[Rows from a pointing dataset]
* begin *

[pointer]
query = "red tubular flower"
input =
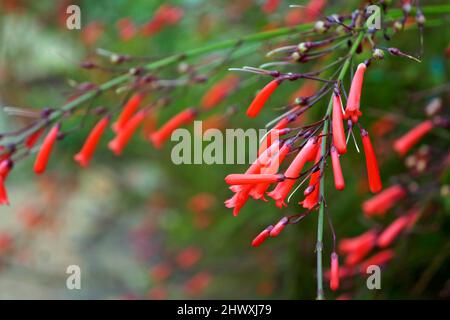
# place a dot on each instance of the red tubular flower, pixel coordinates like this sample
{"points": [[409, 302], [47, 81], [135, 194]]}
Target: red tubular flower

* end *

# TASK DESCRIPTION
Extract each line above that contains the word "flower", and copy those lines in full.

# COMPLETE RESPONSE
query = "red tubular flower"
# place a dot on each instance of the red tubular flower, pixel coordinates like this sample
Target: red tubular flower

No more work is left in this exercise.